Prompt – Can you rewrite the entries below, substituting "mark one point" for every "give the location of one point" and leaving everything else the same?

Entries from a dataset –
______________________________
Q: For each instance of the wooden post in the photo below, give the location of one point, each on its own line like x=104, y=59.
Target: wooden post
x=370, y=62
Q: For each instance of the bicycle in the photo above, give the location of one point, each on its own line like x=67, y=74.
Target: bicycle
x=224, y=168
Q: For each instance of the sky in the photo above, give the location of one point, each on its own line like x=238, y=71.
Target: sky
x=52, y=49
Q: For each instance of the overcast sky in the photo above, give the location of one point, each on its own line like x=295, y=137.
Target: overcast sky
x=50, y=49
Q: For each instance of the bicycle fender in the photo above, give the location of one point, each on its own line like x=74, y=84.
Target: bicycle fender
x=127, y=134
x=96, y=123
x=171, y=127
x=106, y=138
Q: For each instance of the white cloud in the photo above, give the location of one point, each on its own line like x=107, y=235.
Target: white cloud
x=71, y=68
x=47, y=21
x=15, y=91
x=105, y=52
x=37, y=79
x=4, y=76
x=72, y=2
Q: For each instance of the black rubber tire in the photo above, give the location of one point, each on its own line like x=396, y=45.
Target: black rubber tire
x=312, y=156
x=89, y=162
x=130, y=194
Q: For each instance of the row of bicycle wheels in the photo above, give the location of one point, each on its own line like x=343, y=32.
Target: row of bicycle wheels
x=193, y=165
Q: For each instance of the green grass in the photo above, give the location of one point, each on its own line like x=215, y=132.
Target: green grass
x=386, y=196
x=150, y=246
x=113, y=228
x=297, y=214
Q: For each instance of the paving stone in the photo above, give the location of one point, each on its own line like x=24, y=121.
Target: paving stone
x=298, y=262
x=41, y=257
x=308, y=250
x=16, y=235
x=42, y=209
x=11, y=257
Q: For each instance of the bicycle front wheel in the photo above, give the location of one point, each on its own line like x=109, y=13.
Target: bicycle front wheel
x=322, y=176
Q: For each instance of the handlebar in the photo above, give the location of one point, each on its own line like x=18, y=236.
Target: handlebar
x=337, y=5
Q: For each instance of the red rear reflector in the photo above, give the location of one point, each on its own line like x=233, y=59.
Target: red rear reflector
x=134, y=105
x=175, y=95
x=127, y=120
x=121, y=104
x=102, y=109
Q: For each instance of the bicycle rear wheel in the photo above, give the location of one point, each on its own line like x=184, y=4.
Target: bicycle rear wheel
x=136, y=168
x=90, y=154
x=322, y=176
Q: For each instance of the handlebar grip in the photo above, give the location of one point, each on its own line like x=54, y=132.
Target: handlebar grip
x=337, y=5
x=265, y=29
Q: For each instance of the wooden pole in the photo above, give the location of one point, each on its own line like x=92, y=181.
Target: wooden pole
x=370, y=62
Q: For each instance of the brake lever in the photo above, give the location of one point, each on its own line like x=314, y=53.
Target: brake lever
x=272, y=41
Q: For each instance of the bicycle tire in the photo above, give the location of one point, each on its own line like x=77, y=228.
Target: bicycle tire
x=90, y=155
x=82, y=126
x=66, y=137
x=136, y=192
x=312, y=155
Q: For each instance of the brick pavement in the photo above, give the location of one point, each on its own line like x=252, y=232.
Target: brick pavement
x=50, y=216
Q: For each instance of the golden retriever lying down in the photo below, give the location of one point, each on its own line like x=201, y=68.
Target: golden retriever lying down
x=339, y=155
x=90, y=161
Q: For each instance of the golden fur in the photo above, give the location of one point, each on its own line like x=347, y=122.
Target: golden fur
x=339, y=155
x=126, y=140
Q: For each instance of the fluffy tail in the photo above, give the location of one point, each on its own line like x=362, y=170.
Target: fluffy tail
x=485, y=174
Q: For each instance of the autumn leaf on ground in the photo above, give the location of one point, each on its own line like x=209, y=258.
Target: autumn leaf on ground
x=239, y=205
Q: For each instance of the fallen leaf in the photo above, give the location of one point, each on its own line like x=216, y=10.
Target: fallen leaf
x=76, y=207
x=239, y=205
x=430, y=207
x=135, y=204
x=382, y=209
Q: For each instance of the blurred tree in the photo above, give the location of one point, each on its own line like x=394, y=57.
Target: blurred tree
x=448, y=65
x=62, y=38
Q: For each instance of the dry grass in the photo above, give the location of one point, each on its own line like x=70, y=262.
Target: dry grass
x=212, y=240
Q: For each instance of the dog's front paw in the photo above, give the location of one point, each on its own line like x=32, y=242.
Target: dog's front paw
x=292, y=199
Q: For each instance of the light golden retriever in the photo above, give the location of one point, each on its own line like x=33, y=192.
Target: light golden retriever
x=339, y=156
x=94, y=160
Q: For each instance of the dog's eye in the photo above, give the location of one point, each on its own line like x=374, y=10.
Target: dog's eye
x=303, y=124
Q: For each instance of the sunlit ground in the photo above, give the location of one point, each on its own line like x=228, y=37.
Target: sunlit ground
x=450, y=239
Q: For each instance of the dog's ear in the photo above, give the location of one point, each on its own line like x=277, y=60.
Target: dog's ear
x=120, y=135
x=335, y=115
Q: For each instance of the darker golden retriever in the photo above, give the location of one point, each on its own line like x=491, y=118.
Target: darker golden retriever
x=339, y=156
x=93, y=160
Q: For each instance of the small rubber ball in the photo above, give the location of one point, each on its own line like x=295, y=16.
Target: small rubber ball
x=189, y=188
______________________________
Final answer –
Q: For each instance of the wooden post in the photo below, mark one point, each on its own line like x=104, y=59.
Target: wooden post
x=370, y=62
Q: For each instance of the bicycle in the photo above, mark one point, each on its own line like x=67, y=74.
Target: bicycle
x=224, y=168
Q: For each instance of the sky in the photo above, mark one point, each on its own line like x=238, y=71.
Target: sky
x=52, y=49
Q: For each instance of the overcast sky in the photo above, mark one point, each on its own line like x=295, y=137.
Target: overcast sky
x=50, y=49
Q: For each instance of the bicycle fender in the photo above, mark one point, each on its own line like x=74, y=84.
Target: bicycle fender
x=127, y=134
x=96, y=123
x=171, y=127
x=106, y=138
Q: For each instance of the white cloud in the photo above, mark one point, each on its own line like x=107, y=235.
Target: white cloud
x=71, y=68
x=47, y=21
x=15, y=91
x=105, y=52
x=37, y=79
x=4, y=76
x=72, y=2
Q: For each instance of the black rubber tire in the photo above, mark one point, each on its own line like x=396, y=45.
Target: black rubber tire
x=312, y=156
x=89, y=162
x=130, y=194
Q: For each instance of the row of bicycle wheels in the photo above, mark one point, each on its own line like x=343, y=32.
Target: row of bicycle wheels
x=193, y=165
Q: For each instance of the green grass in the photo above, mark one point, each on its own line like x=215, y=132.
Target: green grass
x=386, y=196
x=150, y=246
x=113, y=228
x=297, y=214
Q: For each instance of the paving stone in the photo above, mark one point, each on its own line like x=24, y=121.
Target: paving stone
x=298, y=262
x=41, y=257
x=308, y=250
x=16, y=235
x=42, y=209
x=11, y=257
Q: For each instance of the bicycle front wheel in the photo above, mark one point, each on its own line like x=109, y=13.
Target: bicycle front wheel
x=322, y=176
Q: For each instance of the handlebar in the photo above, mark one point, each on its own line like x=18, y=236.
Target: handlebar
x=337, y=5
Q: For each instance of the red rear reflector in the photo above, mark one point, each on its own line like x=233, y=59.
Target: red rear reflector
x=134, y=105
x=175, y=95
x=127, y=120
x=121, y=104
x=102, y=109
Q: For each instance of the bicycle rear wheel in the photo above, mark one point, each on its own line like x=184, y=4.
Target: bicycle rear wheel
x=136, y=168
x=90, y=154
x=322, y=176
Q: For each instance of the handlebar grip in the photo above, mark one point, each on its own line like x=54, y=132.
Target: handlebar grip
x=337, y=5
x=265, y=29
Q: For each instance of the wooden pole in the photo above, mark one point, each on its own line like x=92, y=181.
Target: wooden pole
x=370, y=62
Q: For each instance of the brake lever in the photo above, mark one point, each on its own line like x=314, y=53.
Target: brake lever
x=272, y=41
Q: For each instance of the bicycle tire in the photo above, mark one point, each on its own line like x=77, y=228.
Target: bicycle tire
x=90, y=155
x=82, y=126
x=66, y=137
x=136, y=192
x=312, y=155
Q: For each instance of the brick pavement in the photo above, mark one point, each on its own line like x=252, y=232.
Target: brick pavement
x=50, y=216
Q: For each instance of the golden retriever lying down in the photo below, mark one point, each on its own line like x=201, y=68.
Target: golden retriever lying down
x=339, y=155
x=90, y=161
Q: For each instance of the golden fur in the photo above, mark one point, each on its own line like x=347, y=122.
Target: golden fur
x=339, y=155
x=126, y=140
Q: For each instance of the fluffy tail in the photo above, mark one point, each on its own line like x=362, y=170.
Target: fluffy tail
x=485, y=174
Q: For each instance of the autumn leaf on ground in the photo above, mark one point, each on its own line like x=209, y=258.
Target: autumn leaf on ground
x=239, y=205
Q: For each instance of the fallen leaf in the photo above, mark one point, each on its own line like x=216, y=10.
Target: fallen leaf
x=76, y=207
x=239, y=205
x=430, y=207
x=135, y=204
x=382, y=209
Q: For each instance of the blurred tree in the photo above, mark one point, each on its own line like x=394, y=57.
Target: blurred tree
x=448, y=65
x=62, y=38
Q: For each instance of the dry grass in the photo above, mark one point, each on its own line like x=70, y=262.
Target: dry grass
x=212, y=240
Q: For each instance of the dog's front paw in the photo above, mark one point, each on its own line like x=32, y=242.
Target: dog's front paw
x=292, y=199
Q: For each instance of the light golden retriever in the photo above, mark one point, each on its own line like x=33, y=192.
Target: light golden retriever
x=339, y=156
x=94, y=160
Q: For each instance of the dog's eye in the photo above, mark one point, each on its own line like x=374, y=10.
Target: dog's eye
x=303, y=124
Q: For each instance of the sunlit ground in the photo above, mark one point, each on its own line like x=228, y=37.
Target: sunlit ground
x=450, y=239
Q: For each instance of the dog's ear in the photo above, mark one point, each on its own line like x=277, y=60.
Target: dog's ear
x=120, y=135
x=335, y=115
Q: For each instance of the darker golden retriever in the photo above, mark one point, each on its own line like x=491, y=118.
Target: darker golden retriever
x=339, y=156
x=93, y=160
Q: For each instance of the small rubber ball in the photo above, mark one point, each on its own line like x=295, y=16.
Target: small rubber ball
x=189, y=188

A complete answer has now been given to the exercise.